━━ SUPPLIED PASSAGE ━━
From the kitchen, came the man whose house it was. As he approached the table, his eyes sparkled as he expertly, and without any effort, it would seem, deftly twirled a short but deceptively sharp knife. It's handle was of plastic, with a fake sort of wood veniere. This guy was a pro, and you could see that he was at home with both the knife, and the sodden little plastic wrapped log that he now held in his left hand. He lay down the knife for a moment, pausing to quickly roll up his right sleeve, well past the elbow. Catching up the knife again, tossing it in a 180 degree arc to his left hand, and then back again to his right, underhand, he stood poised, - ready.

I was fully prepared for him to attack the log with the air of a master chef. Chopchopchopchopchop, and it's done, before you can blink. But no, at least, not this time. I stood, leaning somewhat apathetically against the doorpost, just one leg supporting me. A favoured stand of mine I have to add, though, never if I have nothing to lean on. The two fans in the ceiling followed their everlasting trail, the hum adding to the background noise of the people's conversation. The breeze whipped through my almost shoulder length hair.
━━━
REQUIRED TASKS.
(a) Reproduce the stretch of the knife-twirling scene from "I was fully" through "shoulder length hair.".
(b) In the knife-twirling scene, how far did the man roll up his right sleeve?
━━ RECORD EXCERPTS ━━
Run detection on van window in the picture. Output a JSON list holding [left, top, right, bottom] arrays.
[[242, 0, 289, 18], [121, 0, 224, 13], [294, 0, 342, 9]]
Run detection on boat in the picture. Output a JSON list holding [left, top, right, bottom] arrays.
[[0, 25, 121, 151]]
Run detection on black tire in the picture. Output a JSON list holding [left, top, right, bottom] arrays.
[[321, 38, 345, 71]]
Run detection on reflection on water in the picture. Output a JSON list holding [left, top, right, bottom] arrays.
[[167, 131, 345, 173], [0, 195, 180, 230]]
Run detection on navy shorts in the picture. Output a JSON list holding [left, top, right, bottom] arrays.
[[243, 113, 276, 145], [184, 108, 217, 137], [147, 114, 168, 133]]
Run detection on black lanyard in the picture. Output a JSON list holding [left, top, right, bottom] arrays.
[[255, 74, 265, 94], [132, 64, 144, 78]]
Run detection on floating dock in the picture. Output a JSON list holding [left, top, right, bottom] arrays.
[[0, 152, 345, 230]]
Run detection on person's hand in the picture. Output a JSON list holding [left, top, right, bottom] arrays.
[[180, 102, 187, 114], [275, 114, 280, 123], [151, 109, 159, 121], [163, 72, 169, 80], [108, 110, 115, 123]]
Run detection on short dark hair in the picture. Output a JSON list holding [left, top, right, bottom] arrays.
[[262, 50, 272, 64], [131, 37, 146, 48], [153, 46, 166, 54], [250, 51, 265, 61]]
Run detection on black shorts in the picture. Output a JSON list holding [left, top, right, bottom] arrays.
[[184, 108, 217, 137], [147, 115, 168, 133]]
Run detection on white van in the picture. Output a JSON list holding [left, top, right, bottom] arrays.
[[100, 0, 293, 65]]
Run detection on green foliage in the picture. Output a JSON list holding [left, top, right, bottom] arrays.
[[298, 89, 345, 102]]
━━━
ANSWERS TO EACH TASK.
(a)
I was fully prepared for him to attack the log with the air of a master chef. Chopchopchopchopchop, and it's done, before you can blink. But no, at least, not this time. I stood, leaning somewhat apathetically against the doorpost, just one leg supporting me. A favoured stand of mine I have to add, though, never if I have nothing to lean on. The two fans in the ceiling followed their everlasting trail, the hum adding to the background noise of the people's conversation. The breeze whipped through my almost shoulder length hair.

(b) Well past the elbow.